- Material supplied:
########################################

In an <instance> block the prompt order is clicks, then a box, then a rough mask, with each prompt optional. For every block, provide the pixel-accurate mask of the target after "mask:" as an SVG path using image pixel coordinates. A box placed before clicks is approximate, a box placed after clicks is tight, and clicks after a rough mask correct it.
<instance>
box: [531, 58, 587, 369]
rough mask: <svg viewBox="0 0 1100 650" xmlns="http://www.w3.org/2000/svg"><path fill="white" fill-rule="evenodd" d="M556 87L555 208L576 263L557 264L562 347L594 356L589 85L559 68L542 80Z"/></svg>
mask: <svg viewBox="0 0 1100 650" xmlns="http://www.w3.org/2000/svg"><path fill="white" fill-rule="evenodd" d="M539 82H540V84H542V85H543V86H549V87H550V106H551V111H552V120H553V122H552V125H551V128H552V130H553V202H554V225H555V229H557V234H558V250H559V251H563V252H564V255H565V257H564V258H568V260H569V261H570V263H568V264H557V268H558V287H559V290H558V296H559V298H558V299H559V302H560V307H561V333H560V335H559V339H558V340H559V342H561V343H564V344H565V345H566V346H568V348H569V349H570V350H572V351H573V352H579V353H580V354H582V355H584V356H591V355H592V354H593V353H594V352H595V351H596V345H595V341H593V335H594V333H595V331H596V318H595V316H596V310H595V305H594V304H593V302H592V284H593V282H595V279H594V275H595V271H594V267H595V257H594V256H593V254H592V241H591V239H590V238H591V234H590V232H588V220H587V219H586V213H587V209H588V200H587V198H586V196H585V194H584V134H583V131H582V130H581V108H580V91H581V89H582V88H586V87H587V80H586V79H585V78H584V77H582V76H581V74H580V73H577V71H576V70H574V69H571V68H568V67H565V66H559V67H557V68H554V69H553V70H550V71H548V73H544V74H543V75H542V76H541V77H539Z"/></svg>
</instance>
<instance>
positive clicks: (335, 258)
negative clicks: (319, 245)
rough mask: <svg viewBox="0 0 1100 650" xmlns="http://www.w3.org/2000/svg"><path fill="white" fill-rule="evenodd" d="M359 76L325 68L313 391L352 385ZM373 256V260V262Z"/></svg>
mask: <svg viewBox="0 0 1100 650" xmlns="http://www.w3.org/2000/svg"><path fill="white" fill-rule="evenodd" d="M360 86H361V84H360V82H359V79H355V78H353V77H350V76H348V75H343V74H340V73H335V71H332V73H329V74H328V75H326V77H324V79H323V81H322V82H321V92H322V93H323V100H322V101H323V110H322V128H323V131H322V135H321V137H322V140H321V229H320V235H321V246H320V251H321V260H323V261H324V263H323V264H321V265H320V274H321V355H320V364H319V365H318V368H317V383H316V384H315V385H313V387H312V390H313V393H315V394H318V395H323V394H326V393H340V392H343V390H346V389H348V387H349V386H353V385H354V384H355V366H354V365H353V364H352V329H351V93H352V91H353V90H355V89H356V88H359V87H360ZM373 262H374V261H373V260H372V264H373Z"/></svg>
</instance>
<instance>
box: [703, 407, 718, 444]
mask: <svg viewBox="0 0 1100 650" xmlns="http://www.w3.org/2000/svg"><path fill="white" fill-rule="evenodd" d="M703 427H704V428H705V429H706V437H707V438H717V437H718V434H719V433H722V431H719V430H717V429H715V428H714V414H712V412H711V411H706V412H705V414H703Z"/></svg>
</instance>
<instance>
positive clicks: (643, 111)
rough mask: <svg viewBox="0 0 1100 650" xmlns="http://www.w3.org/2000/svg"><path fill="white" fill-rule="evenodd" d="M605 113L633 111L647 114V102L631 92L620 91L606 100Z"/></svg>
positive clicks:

########################################

- Assigned task:
Using the records above, pull out each line where the word "clicks" occurs.

- Task solution:
In an <instance> block the prompt order is clicks, then a box, then a rough mask, with each prompt optional. For every block, provide the pixel-accurate mask of the target after "mask:" as an SVG path using image pixel coordinates. A box placed before clicks is approximate, a box placed after clicks is tight, and clicks after a rough mask correct it.
positive clicks: (335, 258)
negative clicks: (319, 245)
positive clicks: (643, 111)
positive clicks:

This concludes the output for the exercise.